## TASK GOAL
In the entries that follow, the line with "column 79, row 21" opens the range and the line with "column 124, row 142" closes it; repeat that range exactly, both lines included.

+++ INPUT MATERIAL +++

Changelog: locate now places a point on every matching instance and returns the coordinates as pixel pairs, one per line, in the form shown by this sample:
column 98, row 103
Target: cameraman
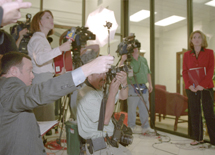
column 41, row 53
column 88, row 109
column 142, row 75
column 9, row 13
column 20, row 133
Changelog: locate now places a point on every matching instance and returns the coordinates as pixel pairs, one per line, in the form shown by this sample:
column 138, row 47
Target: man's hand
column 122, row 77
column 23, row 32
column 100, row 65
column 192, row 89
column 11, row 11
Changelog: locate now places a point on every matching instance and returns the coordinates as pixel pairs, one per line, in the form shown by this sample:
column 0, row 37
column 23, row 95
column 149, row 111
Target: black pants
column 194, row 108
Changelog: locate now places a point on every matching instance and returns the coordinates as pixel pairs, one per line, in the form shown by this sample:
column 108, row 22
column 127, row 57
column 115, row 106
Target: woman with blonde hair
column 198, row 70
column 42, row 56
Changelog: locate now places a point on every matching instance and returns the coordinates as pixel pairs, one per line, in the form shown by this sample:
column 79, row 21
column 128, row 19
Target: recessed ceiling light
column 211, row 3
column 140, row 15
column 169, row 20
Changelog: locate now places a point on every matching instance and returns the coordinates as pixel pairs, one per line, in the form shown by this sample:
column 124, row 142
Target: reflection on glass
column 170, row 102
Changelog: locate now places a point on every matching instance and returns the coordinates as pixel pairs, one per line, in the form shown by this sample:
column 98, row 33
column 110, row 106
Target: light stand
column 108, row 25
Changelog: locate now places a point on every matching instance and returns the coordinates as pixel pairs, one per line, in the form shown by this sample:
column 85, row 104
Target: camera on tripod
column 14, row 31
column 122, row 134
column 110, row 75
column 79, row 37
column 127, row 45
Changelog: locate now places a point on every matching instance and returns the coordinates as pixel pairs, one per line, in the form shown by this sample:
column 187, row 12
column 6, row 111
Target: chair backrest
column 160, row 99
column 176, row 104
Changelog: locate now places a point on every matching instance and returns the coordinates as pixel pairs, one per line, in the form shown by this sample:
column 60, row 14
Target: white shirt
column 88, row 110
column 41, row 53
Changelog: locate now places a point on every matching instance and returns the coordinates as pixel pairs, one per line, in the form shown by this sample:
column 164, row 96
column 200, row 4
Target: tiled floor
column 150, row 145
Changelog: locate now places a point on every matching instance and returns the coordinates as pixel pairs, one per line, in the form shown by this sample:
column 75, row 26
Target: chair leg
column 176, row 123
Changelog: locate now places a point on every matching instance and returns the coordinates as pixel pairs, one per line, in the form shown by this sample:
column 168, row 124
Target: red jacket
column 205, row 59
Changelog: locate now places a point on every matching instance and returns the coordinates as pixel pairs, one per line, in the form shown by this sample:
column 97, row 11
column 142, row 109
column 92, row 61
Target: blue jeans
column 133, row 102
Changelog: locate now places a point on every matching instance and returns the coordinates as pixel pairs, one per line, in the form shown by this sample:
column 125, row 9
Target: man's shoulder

+++

## EXPECTED ANSWER
column 79, row 21
column 128, row 19
Target: recessed ceiling light
column 211, row 3
column 140, row 15
column 169, row 20
Changelog: locate now places a point on every matching instance and returns the coordinates as pixel pairs, one per line, in the form shown by this sample:
column 124, row 142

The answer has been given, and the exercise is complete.